Attraverso questo progetto, sviluppato in Scozia, il fotografo scopre la lentezza dello sguardo mettendo a fuoco ogni cosa e portando lo spettatore a cogliere tutti i particolari, a leggere la realtà in modo diretto, senza filtri né reinterpretazioni.

“Il grande formato, il cavalletto, la luce così com’é, […] guardare e basta.” (G. Basilico)

Ogni scatto lascia alla luce il compito di esplorare le potenzialità dell’immagine e allo sguardo il piacere di sbirciare dietro le tende di case isolate, tra i tavolini di un bar in stile anni ’60, paesaggi deserti e vasi di fiori finti affacciati alle finestre, a simboleggiare una presenza umana che non si manifesta. Gran parte del lavoro del fotografo rivela l’isolamento e l’anonimato della periferia contemporanea, evocando costanti sensazioni di solitudine e perdita.

+ + + +

**Azioni richieste**
(a) Ripeti la parte del brano sul progetto fotografico compresa tra "Ogni scatto lascia" e "solitudine e perdita.", estremi inclusi.
(b) Secondo il brano sul progetto fotografico, che cosa rivela gran parte del lavoro del fotografo?

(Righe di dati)
+ + + +

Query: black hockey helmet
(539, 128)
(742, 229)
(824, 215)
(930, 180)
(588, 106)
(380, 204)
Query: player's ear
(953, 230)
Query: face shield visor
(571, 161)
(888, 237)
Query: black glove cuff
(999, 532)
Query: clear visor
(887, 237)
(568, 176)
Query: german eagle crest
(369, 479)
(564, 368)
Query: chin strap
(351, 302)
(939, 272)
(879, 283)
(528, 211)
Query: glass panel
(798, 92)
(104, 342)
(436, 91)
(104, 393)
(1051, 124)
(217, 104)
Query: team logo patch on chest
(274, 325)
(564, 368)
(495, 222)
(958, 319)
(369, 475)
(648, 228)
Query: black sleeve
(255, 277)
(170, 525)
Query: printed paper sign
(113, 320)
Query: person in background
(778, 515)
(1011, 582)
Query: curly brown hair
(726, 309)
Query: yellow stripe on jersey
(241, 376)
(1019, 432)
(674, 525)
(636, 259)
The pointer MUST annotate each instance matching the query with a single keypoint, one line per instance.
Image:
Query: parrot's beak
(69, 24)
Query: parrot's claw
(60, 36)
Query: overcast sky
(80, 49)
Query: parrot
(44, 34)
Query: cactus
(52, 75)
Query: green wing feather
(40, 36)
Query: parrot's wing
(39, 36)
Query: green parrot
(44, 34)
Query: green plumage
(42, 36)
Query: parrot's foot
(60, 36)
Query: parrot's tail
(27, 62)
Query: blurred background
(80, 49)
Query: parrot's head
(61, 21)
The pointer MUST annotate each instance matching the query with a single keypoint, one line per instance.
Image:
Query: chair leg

+ + + +

**Compiti svolti**
(a)
Ogni scatto lascia alla luce il compito di esplorare le potenzialità dell’immagine e allo sguardo il piacere di sbirciare dietro le tende di case isolate, tra i tavolini di un bar in stile anni ’60, paesaggi deserti e vasi di fiori finti affacciati alle finestre, a simboleggiare una presenza umana che non si manifesta. Gran parte del lavoro del fotografo rivela l’isolamento e l’anonimato della periferia contemporanea, evocando costanti sensazioni di solitudine e perdita.

(b) L’isolamento e l’anonimato della periferia contemporanea.